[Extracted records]
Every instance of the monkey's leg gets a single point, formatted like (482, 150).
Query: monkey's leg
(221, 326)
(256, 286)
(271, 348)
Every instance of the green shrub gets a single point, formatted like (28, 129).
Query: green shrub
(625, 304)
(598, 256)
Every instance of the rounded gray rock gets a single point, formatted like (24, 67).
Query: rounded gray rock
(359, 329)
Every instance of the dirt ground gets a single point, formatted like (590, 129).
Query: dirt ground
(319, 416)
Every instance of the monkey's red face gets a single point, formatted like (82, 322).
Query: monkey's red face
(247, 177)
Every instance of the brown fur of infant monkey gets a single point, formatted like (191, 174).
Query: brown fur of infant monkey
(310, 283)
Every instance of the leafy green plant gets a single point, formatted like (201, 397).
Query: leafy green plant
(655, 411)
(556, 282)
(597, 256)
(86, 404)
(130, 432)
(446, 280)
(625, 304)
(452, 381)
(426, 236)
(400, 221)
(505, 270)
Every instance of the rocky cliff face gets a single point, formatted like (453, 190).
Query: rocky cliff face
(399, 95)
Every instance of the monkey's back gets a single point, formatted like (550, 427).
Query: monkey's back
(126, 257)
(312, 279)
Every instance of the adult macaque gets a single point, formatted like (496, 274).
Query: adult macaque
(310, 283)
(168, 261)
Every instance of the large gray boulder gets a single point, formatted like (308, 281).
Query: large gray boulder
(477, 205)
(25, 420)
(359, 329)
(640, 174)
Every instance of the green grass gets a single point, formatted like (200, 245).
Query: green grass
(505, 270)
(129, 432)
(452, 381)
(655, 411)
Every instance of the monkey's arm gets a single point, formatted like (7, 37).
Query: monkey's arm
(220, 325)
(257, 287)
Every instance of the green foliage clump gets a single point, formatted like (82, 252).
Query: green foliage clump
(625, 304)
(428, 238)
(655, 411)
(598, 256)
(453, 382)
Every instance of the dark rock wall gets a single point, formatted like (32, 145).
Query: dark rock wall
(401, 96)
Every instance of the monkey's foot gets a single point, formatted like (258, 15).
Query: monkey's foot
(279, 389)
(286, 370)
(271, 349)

--- Instructions to follow ---
Rewrite all of the records above with each occurrence of "Every" changed to "Each", leaving everything else as it is.

--- Output of the task ---
Each instance of the monkey's leg gets a single point, formatted like (482, 150).
Query: monkey's leg
(221, 326)
(256, 286)
(271, 348)
Each instance of the green shrub gets a single point, formatted like (28, 129).
Query: green shrub
(625, 304)
(598, 256)
Each instance of the rounded gray rock gets a single point, formatted like (24, 67).
Query: rounded gray rock
(359, 329)
Each instance of the dirt ground gets a single point, formatted like (590, 129).
Query: dirt ground
(319, 416)
Each instance of the monkey's red face gets a single point, formatted like (82, 322).
Query: monkey's red face
(247, 177)
Each instance of the brown fur of infant monkey gets a single point, formatted like (191, 174).
Query: brown fur of infant monkey
(310, 283)
Each instance of the leafy green plant gets a single point, formatted like (201, 397).
Query: leafy green plant
(655, 411)
(556, 282)
(597, 256)
(86, 404)
(130, 432)
(446, 280)
(625, 304)
(452, 381)
(426, 236)
(400, 221)
(505, 270)
Each instance of the rocky cliff face gets a single point, formatted like (453, 190).
Query: rocky cliff face
(399, 95)
Each instance of the monkey's back gets a single point, formatted like (550, 427).
Query: monkey's back
(126, 257)
(312, 279)
Each instance of the adult macaque gets a single point, formatted like (496, 274).
Query: adult macaque
(310, 283)
(168, 261)
Each instance of the large gray boulder gets a single point, formatted like (308, 281).
Query: large gray boulder
(477, 205)
(25, 420)
(359, 329)
(640, 174)
Each instance of the green grass gets a single point, formatted like (200, 245).
Query: green grass
(505, 270)
(129, 432)
(452, 381)
(655, 411)
Each instance of the monkey's arm gets a single point, formatted like (7, 37).
Query: monkey's arm
(220, 325)
(257, 287)
Each instance of the green foliage clump gets a single point, formatted like (82, 252).
Query: green foliage clump
(625, 304)
(428, 238)
(655, 411)
(598, 256)
(453, 382)
Each instance of the dark rock wall gets a single point, formatted like (32, 145).
Query: dark rock wall
(401, 96)
Each instance of the monkey's foot gets a single point, formatted like (258, 15).
Query: monkey's foot
(279, 389)
(286, 370)
(271, 349)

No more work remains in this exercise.